=== Begin Enclosure ===

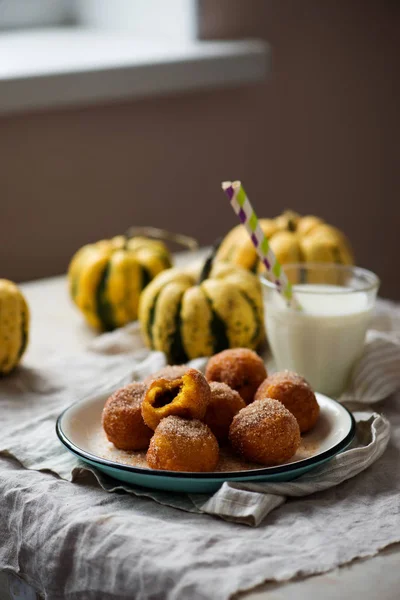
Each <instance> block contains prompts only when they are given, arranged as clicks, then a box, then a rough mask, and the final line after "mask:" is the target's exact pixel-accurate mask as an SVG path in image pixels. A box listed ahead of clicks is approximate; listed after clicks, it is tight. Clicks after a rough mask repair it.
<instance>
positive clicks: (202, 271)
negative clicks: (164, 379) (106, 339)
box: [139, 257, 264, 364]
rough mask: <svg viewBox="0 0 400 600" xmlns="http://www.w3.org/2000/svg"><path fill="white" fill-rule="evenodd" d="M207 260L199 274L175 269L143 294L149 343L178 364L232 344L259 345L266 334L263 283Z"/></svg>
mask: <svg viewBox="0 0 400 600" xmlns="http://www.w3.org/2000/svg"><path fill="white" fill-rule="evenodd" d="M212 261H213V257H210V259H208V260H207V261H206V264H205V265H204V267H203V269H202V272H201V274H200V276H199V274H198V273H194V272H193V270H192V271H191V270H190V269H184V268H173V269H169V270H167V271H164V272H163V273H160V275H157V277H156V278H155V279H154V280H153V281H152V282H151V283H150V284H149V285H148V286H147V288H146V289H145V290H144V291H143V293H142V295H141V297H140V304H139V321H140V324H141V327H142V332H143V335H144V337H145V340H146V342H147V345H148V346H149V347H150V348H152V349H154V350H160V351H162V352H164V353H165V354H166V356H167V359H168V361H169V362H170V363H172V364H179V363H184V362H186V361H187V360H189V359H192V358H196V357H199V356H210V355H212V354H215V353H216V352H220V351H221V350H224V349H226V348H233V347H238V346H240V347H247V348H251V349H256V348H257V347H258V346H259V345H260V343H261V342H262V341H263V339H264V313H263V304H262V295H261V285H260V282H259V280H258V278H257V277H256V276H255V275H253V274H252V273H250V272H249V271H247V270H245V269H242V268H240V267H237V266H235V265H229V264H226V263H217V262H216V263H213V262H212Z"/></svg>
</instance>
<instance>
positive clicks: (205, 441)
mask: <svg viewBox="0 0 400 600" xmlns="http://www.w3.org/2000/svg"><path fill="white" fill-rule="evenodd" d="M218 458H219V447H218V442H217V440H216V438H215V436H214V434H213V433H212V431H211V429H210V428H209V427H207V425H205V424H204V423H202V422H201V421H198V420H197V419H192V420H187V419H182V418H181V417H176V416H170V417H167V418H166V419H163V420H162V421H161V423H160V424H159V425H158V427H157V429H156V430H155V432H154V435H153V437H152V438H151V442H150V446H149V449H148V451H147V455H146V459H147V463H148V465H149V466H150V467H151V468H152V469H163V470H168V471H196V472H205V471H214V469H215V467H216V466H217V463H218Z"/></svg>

=== End Enclosure ===
=== Begin Enclosure ===

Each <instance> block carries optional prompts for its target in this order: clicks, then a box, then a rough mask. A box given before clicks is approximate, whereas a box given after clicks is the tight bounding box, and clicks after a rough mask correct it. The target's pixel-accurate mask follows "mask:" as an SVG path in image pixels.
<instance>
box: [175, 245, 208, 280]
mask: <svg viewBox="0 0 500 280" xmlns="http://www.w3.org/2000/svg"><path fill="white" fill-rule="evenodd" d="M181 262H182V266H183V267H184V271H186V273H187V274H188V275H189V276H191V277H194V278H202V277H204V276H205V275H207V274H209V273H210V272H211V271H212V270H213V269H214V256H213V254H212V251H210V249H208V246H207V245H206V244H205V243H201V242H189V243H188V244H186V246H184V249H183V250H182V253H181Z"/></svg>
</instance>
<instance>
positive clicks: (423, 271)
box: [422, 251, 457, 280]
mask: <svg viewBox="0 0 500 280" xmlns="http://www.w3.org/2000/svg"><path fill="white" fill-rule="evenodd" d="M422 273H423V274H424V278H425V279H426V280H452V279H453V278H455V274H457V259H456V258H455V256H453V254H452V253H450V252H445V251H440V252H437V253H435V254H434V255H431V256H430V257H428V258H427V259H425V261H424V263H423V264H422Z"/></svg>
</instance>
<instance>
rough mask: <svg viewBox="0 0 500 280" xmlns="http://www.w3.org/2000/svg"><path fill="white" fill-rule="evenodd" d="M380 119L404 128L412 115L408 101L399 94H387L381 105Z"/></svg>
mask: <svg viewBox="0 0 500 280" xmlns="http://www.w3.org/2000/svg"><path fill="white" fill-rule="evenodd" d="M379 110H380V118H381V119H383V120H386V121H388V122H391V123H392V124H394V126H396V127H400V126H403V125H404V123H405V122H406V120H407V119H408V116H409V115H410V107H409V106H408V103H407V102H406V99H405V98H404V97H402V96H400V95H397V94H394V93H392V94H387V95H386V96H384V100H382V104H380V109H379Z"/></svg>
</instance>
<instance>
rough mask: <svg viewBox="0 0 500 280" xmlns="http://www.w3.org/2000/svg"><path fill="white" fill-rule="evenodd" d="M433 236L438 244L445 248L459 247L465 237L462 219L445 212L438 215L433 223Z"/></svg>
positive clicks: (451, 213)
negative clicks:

=== End Enclosure ===
=== Begin Enclosure ===

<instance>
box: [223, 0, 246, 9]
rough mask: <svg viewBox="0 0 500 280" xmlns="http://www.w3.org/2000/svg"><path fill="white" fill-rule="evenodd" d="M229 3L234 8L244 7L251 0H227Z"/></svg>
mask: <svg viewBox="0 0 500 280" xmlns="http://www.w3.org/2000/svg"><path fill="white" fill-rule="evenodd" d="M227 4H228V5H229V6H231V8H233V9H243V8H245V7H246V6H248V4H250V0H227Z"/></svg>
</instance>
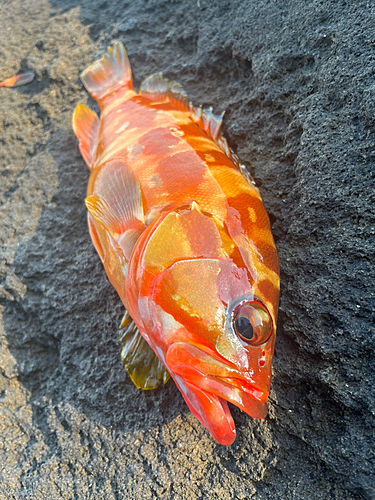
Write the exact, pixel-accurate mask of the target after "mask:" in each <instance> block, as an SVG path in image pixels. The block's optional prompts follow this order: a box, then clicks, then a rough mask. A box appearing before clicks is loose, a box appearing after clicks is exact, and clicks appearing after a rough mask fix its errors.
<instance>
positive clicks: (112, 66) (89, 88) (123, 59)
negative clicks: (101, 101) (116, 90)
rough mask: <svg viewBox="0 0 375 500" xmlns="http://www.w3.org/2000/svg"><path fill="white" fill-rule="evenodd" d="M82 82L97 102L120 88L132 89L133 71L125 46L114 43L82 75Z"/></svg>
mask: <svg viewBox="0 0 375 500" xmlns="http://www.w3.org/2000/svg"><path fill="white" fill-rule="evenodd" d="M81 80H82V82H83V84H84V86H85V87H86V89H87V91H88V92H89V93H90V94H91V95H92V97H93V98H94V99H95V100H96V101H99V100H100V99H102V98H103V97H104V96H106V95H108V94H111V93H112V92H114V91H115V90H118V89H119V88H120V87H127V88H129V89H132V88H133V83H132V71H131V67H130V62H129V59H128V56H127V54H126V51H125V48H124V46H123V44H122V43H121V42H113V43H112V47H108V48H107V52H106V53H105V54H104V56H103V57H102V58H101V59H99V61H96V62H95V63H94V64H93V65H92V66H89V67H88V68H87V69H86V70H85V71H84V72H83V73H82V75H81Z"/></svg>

=== End Enclosure ===

- WHAT THE TASK REQUIRES:
If a line of the material contains the word "negative", pick it out and copy it.

- SOLVED EXERCISE:
negative clicks: (164, 379) (106, 339)
negative clicks:
negative clicks: (101, 101) (116, 90)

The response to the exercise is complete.